Méritos, Truques e Habilidades Populistas

Os três anos mais conturbados da vida do autarca de Gondomar, contados em 200 páginas pelo seu ex-assessor de imprensa. Uma reflexão sobre o populismo e sobre o estado da política portuguesa... um verdadeiro manual sobre como ganhar eleições em Portugal

sábado, 11 de outubro de 2008

PRIMEIRA PRÉ-PUBLICAÇÃO



Tendo em conta que os jornais começaram hoje a antecipar alguns pormenores do livro que na próxima terça-feira é lançado, o blog oficial vai hoje fazer a primeira pré-publicação de parte de um dos episódios contidos na obra:




(...)
Em Gondomar todos os que têm mais de 62 anos são considerados pela câmara: cidadãos idade mais. Quer isto dizer que têm direito a um cartão emitido pela autarquia que lhes dá vários privilégios. O primeiro desses privilégios é uma viagem de avião a Lisboa. Para muitos deles, a primeira e última vez que viajam de avião e, não raras vezes, a primeira e última em que vão à capital.
(….)
Além da viagem de avião a que todos os portadores do cartão têm direito, aquele instrumento abre-lhes a porta a participarem em inúmeras acções sócio-culturais promovidas pela Câmara e, no Verão, é costume haver passeios e almoços com estes cidadãos. 2005 não foi excepção. O problema é que, em Outubro, havia eleições…
Seis ou sete mil idosos inscreveram-se no programa desse Verão, denominado Gondomar Douro Acima. Em Setembro, zarparam, em grupos de poucas centenas, num paquete que os levava numa bonita viagem fluvial.
O programa incluía sempre um almoço a bordo, perto da Barragem de Crestuma-Lever, a que se juntava o presidente e que incluía um discurso muito especial.
(…)
Comido o tradicional lombo de porco assado com batatas (não sei quantas vezes comemos lombo de porco assado com batatas naquelas semanas), o Major discursou, como habitualmente.
O seu discurso dividia-se em três partes, obedecendo a uma rigorosa estrutura retórica. Era curioso vê-lo discursar todos os dias para um novo grupo de idosos. Sempre com o mesmo timbre, expressões e estrutura, o texto ia evoluindo e sendo aperfeiçoado a cada dia. Mesmo os tiques, a entoação e a sua postura iam merecendo melhoramentos.

[Registos de identificação de posição]

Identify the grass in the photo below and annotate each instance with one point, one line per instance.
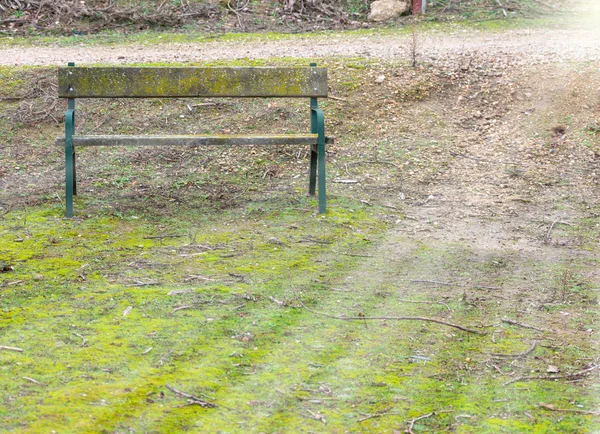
(210, 250)
(267, 366)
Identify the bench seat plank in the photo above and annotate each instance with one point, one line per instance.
(196, 140)
(174, 82)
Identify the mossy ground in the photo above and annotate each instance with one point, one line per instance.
(210, 251)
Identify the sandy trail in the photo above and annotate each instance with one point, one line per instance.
(573, 39)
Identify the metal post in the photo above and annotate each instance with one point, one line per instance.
(417, 7)
(312, 177)
(70, 183)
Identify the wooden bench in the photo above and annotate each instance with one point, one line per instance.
(193, 82)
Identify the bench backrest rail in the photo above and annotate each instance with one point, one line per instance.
(172, 82)
(195, 82)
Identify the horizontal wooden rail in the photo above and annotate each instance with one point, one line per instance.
(270, 139)
(171, 82)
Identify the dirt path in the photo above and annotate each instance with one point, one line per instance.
(531, 46)
(574, 38)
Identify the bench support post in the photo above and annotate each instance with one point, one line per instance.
(70, 171)
(317, 153)
(314, 152)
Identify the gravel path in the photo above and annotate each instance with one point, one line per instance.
(577, 39)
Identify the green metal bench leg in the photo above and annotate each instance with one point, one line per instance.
(321, 161)
(314, 152)
(69, 161)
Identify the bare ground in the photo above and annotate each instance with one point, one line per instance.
(499, 178)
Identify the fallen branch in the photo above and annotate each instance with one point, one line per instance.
(83, 340)
(391, 318)
(160, 237)
(371, 416)
(31, 380)
(525, 326)
(163, 358)
(3, 347)
(386, 163)
(573, 376)
(460, 285)
(192, 400)
(424, 302)
(547, 238)
(517, 356)
(274, 300)
(315, 416)
(412, 422)
(552, 408)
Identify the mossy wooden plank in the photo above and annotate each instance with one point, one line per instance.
(160, 82)
(272, 139)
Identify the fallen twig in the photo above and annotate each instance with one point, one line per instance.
(3, 347)
(547, 238)
(386, 163)
(371, 416)
(315, 416)
(569, 410)
(572, 376)
(519, 355)
(31, 380)
(460, 285)
(525, 326)
(160, 237)
(141, 283)
(391, 318)
(274, 300)
(412, 422)
(163, 358)
(192, 400)
(424, 302)
(83, 340)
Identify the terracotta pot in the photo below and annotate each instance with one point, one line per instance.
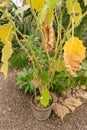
(40, 113)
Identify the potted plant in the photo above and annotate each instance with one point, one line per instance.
(53, 51)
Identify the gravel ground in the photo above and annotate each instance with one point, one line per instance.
(15, 113)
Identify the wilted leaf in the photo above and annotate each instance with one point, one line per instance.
(74, 53)
(22, 9)
(60, 65)
(36, 4)
(6, 54)
(6, 33)
(70, 101)
(53, 2)
(42, 13)
(74, 8)
(85, 2)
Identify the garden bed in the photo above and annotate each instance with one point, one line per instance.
(15, 113)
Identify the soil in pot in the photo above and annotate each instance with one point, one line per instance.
(40, 112)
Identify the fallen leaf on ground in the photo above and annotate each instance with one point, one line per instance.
(73, 102)
(81, 94)
(60, 110)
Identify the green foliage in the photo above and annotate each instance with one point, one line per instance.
(61, 81)
(45, 97)
(24, 80)
(19, 60)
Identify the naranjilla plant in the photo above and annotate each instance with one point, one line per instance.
(53, 51)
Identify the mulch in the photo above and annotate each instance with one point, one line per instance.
(15, 112)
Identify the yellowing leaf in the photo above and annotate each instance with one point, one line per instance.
(59, 66)
(75, 47)
(6, 33)
(74, 9)
(36, 4)
(78, 12)
(6, 54)
(74, 53)
(4, 69)
(85, 2)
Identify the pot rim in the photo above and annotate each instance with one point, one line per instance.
(42, 109)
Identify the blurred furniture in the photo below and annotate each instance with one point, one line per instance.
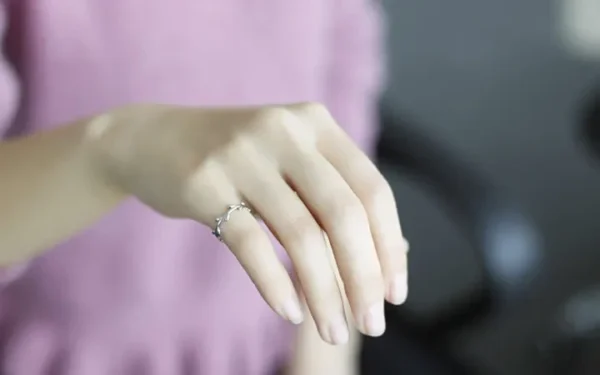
(573, 344)
(507, 244)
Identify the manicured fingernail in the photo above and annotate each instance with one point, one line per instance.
(398, 289)
(374, 320)
(338, 331)
(405, 245)
(292, 311)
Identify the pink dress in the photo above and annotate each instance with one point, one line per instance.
(138, 293)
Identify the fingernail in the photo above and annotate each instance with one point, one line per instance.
(338, 331)
(398, 289)
(374, 320)
(292, 311)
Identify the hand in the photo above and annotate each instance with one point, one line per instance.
(297, 169)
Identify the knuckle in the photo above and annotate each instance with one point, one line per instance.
(346, 213)
(301, 232)
(244, 238)
(311, 108)
(284, 126)
(377, 193)
(273, 119)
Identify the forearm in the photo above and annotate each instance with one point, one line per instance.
(49, 190)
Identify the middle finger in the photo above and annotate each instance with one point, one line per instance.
(341, 214)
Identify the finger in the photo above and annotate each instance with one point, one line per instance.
(376, 195)
(210, 194)
(296, 229)
(342, 216)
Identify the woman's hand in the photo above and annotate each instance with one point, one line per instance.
(297, 169)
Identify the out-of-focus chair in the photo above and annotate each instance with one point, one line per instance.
(506, 242)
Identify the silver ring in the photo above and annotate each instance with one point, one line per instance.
(217, 232)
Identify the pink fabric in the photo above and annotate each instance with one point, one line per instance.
(138, 293)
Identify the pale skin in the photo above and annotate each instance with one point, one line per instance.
(194, 162)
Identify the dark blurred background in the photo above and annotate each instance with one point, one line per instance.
(505, 87)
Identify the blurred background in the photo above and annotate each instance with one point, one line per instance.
(496, 100)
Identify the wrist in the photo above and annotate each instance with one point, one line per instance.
(105, 152)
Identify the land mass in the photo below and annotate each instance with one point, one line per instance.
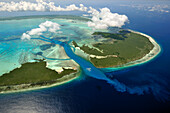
(117, 49)
(32, 75)
(114, 50)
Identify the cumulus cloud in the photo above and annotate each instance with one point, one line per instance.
(101, 19)
(40, 5)
(43, 27)
(105, 18)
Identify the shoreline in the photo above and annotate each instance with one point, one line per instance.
(68, 78)
(148, 57)
(63, 80)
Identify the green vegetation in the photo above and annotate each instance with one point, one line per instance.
(127, 46)
(110, 35)
(33, 73)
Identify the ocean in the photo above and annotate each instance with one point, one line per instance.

▶ _TAREFA A REALIZAR_
Escreva a continuação do texto sobre o autarca de Gondomar, começando imediatamente a seguir à última frase apresentada.

▶ _RESPOSTA ESPERADA_
Ao almoço, Valentim parecia sempre mastigar muito bem cada detalhe do discurso que iria fazer a seguir. O que provocara, na véspera, maiores aplausos e maior emoção, Valentim mantinha e enfatizava no discurso do dia. O que não resultava tão bem, sofria um upgrade, um novo registo ou era mesmo retirado do texto que o Major mantinha na cabeça.
Mesmo o momento de maior emoção, em que os lábios do presidente tremiam e os olhos se carregavam de água era repetido, aperfeiçoado e melhorado de dia para dia, parecendo cada vez mais autêntico e genuíno. Por vezes, havia pequenas adaptações retóricas tendo em conta a freguesia a que pertenciam os idosos daquele dia.
No começo do discurso, o Major lembrava a sua condição de presidente de câmara, recusando qualquer confusão com o candidato Valentim Loureiro, e dizia algo parecido como isto:
– Vocês sabem que eu estou aqui hoje convosco, como estou todos os anos, todo o ano, onde quer que nos possamos encontrar, porque entendo que, enquanto presidente da Câmara, é minha obrigação estar ao vosso lado.
Ficava assim justificada a sua presença e afastada a confusão entre o candidato e o presidente. No entender de Valentim Loureiro, apenas por ser candidato não se deveria coibir de cumprir as tarefas de todos os anos. Algumas vezes, o Major chegava a dizer:
– Eu não tenho culpa que tenham marcado as eleições para Outubro. Não fui eu que as marquei. Nem deixaria de estar convosco só porque vai haver eleições.
Depois, passava a uma fase mais emotiva do discurso, onde se tornava no pai de filhos ou no avô de 11 netos, incluindo-se a ele próprio no grupo dos cidadãos idade mais, já que ultrapassara os 62 anos. Era frequente deixar transparecer na voz alguma emoção, quando falava em dificuldades da vida, pelas quais todos passamos, e afirmava saber bem o que era passar por problemas.
Não se esquecia nunca de usar termos como solidariedade e gratidão, agradecendo a todos o facto de terem sempre estado a seu lado, nos momentos mais difíceis.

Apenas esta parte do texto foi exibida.